> **Written request**
Swap "flower stem" for "plant stem" in the records, starting with the line that contains "Could you provide the mask of every instance of the flower" and going on through the line that contains "184 284 L 183". Reproduce only those lines, with everything else unchanged.

> **Task inputs**
· · ·
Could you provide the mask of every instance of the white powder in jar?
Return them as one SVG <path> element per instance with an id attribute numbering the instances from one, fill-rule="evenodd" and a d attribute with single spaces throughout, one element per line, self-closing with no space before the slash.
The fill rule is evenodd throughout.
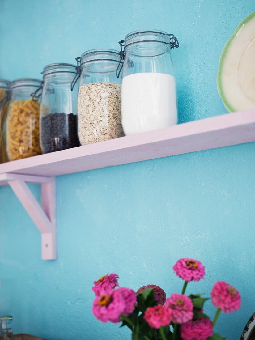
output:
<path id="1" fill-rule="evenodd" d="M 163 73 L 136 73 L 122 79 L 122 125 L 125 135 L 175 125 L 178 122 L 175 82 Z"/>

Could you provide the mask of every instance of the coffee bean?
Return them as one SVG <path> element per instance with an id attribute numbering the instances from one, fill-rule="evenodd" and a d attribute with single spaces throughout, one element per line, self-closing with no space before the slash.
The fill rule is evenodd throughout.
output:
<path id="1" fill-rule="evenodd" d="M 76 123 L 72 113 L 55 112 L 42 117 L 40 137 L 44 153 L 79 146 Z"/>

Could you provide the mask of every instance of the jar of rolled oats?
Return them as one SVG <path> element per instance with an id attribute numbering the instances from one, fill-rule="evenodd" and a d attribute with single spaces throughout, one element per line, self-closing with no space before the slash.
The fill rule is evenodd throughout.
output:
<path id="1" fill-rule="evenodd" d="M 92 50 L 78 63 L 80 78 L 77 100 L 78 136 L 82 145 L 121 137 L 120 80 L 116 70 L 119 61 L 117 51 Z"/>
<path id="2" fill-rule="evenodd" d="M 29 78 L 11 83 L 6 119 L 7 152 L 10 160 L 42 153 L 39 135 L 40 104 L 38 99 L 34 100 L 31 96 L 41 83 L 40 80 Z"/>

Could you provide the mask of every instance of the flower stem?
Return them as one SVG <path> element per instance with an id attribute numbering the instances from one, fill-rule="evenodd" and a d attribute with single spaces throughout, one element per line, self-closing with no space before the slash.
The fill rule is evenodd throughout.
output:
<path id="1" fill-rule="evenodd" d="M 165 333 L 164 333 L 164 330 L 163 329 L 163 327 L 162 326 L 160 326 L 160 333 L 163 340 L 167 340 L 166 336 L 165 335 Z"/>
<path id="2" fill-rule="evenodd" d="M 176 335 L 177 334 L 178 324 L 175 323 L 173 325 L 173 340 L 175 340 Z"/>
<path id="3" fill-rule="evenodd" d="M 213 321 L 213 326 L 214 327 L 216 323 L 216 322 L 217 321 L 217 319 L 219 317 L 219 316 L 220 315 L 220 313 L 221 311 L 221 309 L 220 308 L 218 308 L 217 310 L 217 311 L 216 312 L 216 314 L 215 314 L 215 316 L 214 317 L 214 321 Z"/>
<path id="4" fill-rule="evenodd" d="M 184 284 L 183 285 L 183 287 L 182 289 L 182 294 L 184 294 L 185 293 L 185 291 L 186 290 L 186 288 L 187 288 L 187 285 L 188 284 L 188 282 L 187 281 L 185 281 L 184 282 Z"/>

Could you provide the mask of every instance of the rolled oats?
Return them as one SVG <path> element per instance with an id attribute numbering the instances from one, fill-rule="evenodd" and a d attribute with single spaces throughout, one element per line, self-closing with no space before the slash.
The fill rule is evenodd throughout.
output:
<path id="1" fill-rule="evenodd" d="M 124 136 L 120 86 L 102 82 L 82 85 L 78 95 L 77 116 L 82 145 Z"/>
· · ·
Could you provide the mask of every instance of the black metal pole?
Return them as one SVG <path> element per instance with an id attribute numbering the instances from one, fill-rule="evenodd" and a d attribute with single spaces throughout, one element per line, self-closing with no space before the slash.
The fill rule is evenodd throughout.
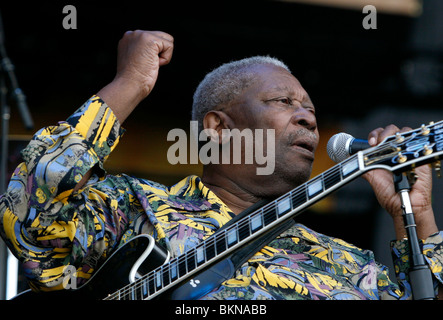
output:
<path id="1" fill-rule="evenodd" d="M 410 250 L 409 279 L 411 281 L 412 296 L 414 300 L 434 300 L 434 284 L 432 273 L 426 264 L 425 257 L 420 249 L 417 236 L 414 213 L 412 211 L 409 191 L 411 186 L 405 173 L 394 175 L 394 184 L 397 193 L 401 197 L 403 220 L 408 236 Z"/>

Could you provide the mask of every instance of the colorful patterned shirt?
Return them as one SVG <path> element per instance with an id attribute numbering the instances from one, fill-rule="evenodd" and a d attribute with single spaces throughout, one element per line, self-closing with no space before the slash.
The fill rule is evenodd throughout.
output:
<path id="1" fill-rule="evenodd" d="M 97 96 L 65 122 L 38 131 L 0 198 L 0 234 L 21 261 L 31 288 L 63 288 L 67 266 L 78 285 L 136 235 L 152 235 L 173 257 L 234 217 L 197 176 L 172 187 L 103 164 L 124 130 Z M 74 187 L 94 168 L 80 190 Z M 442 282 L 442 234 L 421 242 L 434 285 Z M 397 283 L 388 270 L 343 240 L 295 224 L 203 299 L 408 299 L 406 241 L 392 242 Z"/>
· · ·
> **The reply**
Could you provide the mask of every instance of the plant stem?
Return them as one SVG <path> element per instance with an id attribute numbering the instances from one, fill-rule="evenodd" and a d attribute with single spaces throughout, one element per line, self-closing with no space before the slash.
The fill rule is evenodd throughout.
output:
<path id="1" fill-rule="evenodd" d="M 165 333 L 164 333 L 164 330 L 163 329 L 163 327 L 162 326 L 160 326 L 160 333 L 163 340 L 167 340 L 166 336 L 165 335 Z"/>
<path id="2" fill-rule="evenodd" d="M 176 335 L 177 334 L 178 324 L 175 323 L 173 325 L 173 340 L 175 340 Z"/>
<path id="3" fill-rule="evenodd" d="M 213 321 L 213 326 L 214 327 L 216 323 L 216 322 L 217 321 L 217 319 L 219 317 L 219 316 L 220 315 L 220 313 L 221 311 L 221 309 L 220 308 L 218 308 L 217 310 L 217 311 L 216 312 L 216 314 L 215 314 L 215 316 L 214 317 L 214 321 Z"/>
<path id="4" fill-rule="evenodd" d="M 184 284 L 183 285 L 183 287 L 182 289 L 182 294 L 184 294 L 185 293 L 185 291 L 186 290 L 186 288 L 187 288 L 187 285 L 188 284 L 188 282 L 187 281 L 185 281 L 184 282 Z"/>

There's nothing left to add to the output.